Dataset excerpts

● ● ●

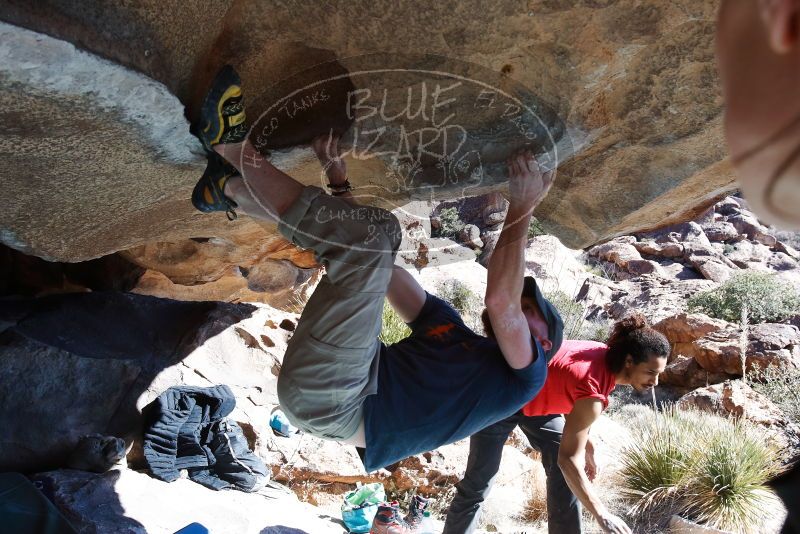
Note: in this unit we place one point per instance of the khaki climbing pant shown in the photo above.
(331, 362)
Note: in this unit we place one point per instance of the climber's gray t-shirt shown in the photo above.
(441, 384)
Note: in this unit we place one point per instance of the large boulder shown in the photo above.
(736, 399)
(683, 330)
(123, 501)
(110, 354)
(768, 344)
(113, 82)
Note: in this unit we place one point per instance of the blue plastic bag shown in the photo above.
(360, 506)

● ● ●

## [Work required]
A faithful, complete copy of the records above is required, one that contains no pictures.

## [Output]
Note: in this unit we place one point per instance of the khaki climbing pant shown in the photo above.
(331, 362)
Note: in this unit we place one point per instance of the climber's gray t-shirt shown in the photo above.
(441, 384)
Note: in this unit we place one point per instance of the large boulder shown in the photo above.
(736, 399)
(683, 330)
(123, 501)
(110, 354)
(768, 344)
(113, 82)
Note: in this unit we place one point per instance of the blue plastic bag shown in the photo above.
(360, 506)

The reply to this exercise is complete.